| Written task |
Swap "rough mask" for "coarse mask" throughout the data from the start up to and including the line with "rough mask: <svg", and give those lines back with nothing else changed. Leave the pictures out of your answer.
Segment Open
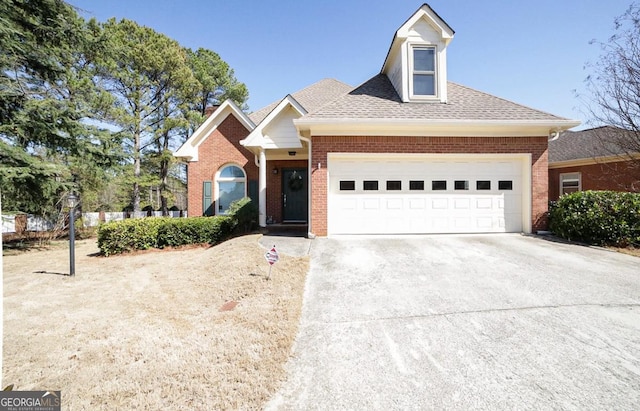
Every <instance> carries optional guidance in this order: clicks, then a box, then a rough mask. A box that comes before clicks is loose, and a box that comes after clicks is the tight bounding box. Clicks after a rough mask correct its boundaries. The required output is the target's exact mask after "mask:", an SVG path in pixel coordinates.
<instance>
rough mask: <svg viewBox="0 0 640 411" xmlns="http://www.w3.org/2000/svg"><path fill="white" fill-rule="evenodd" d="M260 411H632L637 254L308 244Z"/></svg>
mask: <svg viewBox="0 0 640 411" xmlns="http://www.w3.org/2000/svg"><path fill="white" fill-rule="evenodd" d="M287 369H288V372H289V377H288V380H287V381H286V382H285V384H284V386H283V388H282V389H281V390H280V392H279V393H277V394H276V395H275V396H274V398H273V399H272V400H271V402H270V403H269V404H268V405H267V409H282V410H303V409H305V410H307V409H353V410H364V409H367V410H372V409H375V410H389V409H394V410H396V409H402V410H408V409H420V410H422V409H460V410H467V409H509V410H512V409H532V410H541V409H576V410H578V409H580V410H583V409H628V410H631V409H638V406H639V405H640V258H637V257H632V256H627V255H623V254H618V253H614V252H609V251H606V250H601V249H596V248H588V247H582V246H578V245H569V244H563V243H556V242H551V241H549V240H545V239H541V238H536V237H525V236H520V235H511V234H508V235H473V236H471V235H470V236H460V235H458V236H449V235H447V236H417V237H416V236H409V237H393V238H390V237H376V238H372V237H366V238H363V237H338V238H330V239H326V238H322V239H316V240H314V241H313V242H312V247H311V271H310V273H309V277H308V280H307V289H306V292H305V302H304V308H303V314H302V319H301V325H300V331H299V334H298V337H297V341H296V346H295V348H294V353H293V358H292V360H291V361H290V362H289V364H287Z"/></svg>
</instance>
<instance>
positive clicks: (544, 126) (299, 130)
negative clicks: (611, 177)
mask: <svg viewBox="0 0 640 411" xmlns="http://www.w3.org/2000/svg"><path fill="white" fill-rule="evenodd" d="M293 123H294V125H295V126H296V128H297V129H298V132H299V133H300V134H301V135H341V136H430V137H453V136H463V137H470V136H477V137H500V136H504V137H539V136H548V135H549V132H551V131H561V130H567V129H570V128H572V127H575V126H577V125H579V124H580V122H579V121H577V120H554V121H544V120H514V121H505V120H425V119H330V118H326V119H325V118H323V119H309V118H300V119H297V120H293Z"/></svg>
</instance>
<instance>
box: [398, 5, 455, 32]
mask: <svg viewBox="0 0 640 411" xmlns="http://www.w3.org/2000/svg"><path fill="white" fill-rule="evenodd" d="M419 20H426V21H427V23H429V25H431V27H433V28H434V29H436V30H437V31H438V32H439V34H440V36H441V37H442V38H443V39H449V40H450V39H452V38H453V35H454V34H455V31H454V30H453V29H452V28H451V26H449V24H448V23H447V22H446V21H444V19H443V18H442V17H440V15H439V14H438V13H436V11H435V10H433V9H432V8H431V6H429V4H427V3H424V4H423V5H422V6H420V7H419V8H418V10H416V12H415V13H413V14H412V15H411V17H409V18H408V19H407V21H405V22H404V23H403V24H402V25H401V26H400V27H399V28H398V30H396V33H395V37H398V38H406V37H408V35H409V30H410V29H411V27H413V26H414V25H415V24H416V22H418V21H419Z"/></svg>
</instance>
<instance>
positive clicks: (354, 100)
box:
Segment Closed
| Response area |
Every <instance> carries optional guidance in this order: clicks, then a box, then a coarse mask. A box that comes before clicks is loose, and a box that comes after clicks is the tight bounding box. Clicks after a coarse mask correct its boundaries. The required output is the target's exact mask after "mask:", an SVG path in pixel coordinates.
<instance>
coarse mask: <svg viewBox="0 0 640 411" xmlns="http://www.w3.org/2000/svg"><path fill="white" fill-rule="evenodd" d="M260 411H632L637 254L308 244Z"/></svg>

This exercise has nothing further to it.